**WHAT IS BEING ASKED**
Set the data down again, exactly as it reads, but without the pictures.

**DATA IN THIS EXERCISE**
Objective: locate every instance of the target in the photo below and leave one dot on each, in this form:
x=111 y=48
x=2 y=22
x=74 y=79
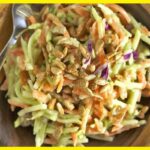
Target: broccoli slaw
x=79 y=72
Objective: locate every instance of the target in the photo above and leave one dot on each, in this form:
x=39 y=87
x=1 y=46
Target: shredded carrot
x=31 y=20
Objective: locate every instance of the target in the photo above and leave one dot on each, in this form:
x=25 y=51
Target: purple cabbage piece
x=104 y=73
x=90 y=46
x=127 y=56
x=107 y=26
x=135 y=54
x=86 y=62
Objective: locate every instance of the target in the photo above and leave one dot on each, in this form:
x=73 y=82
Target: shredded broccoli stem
x=77 y=71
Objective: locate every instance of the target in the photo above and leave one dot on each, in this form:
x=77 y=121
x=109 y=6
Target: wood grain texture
x=9 y=136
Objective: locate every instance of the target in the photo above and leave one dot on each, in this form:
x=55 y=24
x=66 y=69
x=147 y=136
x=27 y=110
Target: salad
x=78 y=72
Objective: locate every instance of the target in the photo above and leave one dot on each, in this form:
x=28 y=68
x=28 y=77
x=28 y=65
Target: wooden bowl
x=9 y=136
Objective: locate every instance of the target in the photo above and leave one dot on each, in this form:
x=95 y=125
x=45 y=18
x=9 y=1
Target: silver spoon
x=19 y=14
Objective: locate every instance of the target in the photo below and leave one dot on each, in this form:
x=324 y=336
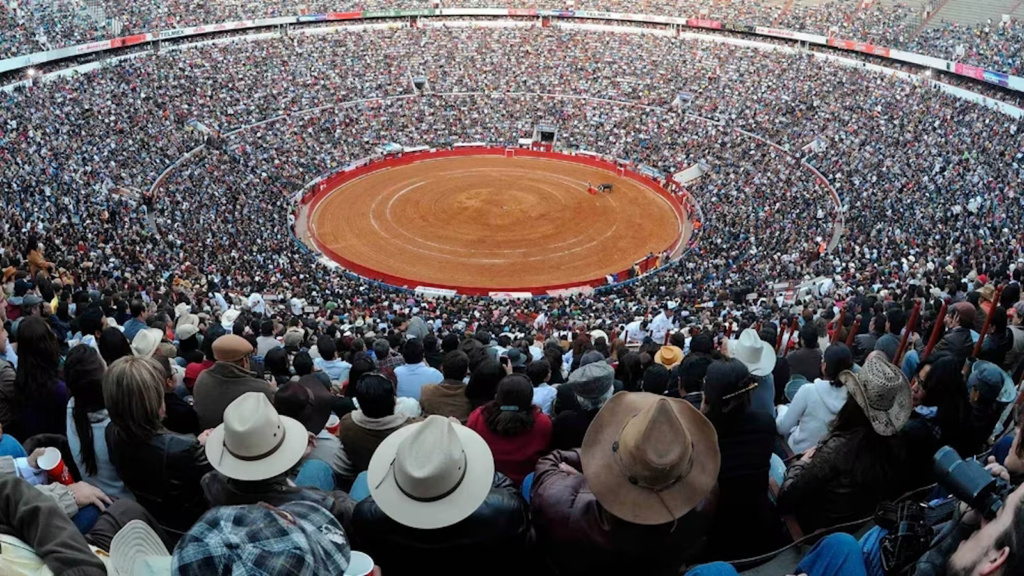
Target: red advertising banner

**WRITTEN RESPONSE**
Objective: locate every instance of the target in the photo below and leave one dot on each, in this form:
x=111 y=48
x=2 y=22
x=74 y=79
Target: broccoli slaw
x=79 y=72
Objective: locate every instance of the target in the photo above and leave one dot on each, in this form:
x=39 y=87
x=1 y=46
Target: shredded carrot
x=31 y=20
Objective: locate every instance of the target in the photo above and leave one dot on each, in this form:
x=25 y=51
Target: purple cabbage piece
x=104 y=73
x=90 y=46
x=127 y=56
x=107 y=26
x=135 y=54
x=86 y=62
Objective: locate every instance of the target in the photo above and leave one dot on each, in this form:
x=73 y=82
Target: shredded broccoli stem
x=77 y=71
Objective: locate every instance of the target in the photo above and leave one dot on each, in this form:
x=77 y=121
x=109 y=6
Target: wood grain texture
x=9 y=136
Objective: locate every instance of the target in the photo above and leave one dot on each, in this form:
x=55 y=24
x=66 y=69
x=147 y=136
x=27 y=110
Target: salad
x=78 y=72
Objective: locate every instance of the target in the photo above and leave one dot on each, in this form:
x=28 y=68
x=28 y=77
x=28 y=65
Target: wooden bowl
x=9 y=136
Objective: locate every instance of the target in the photo above and leave one dot on each, in this form:
x=95 y=125
x=45 y=18
x=9 y=1
Target: silver spoon
x=19 y=14
Objective: locate every instance of the target in the photo below and leave one dot on each, in this form:
x=324 y=336
Target: red advertising banner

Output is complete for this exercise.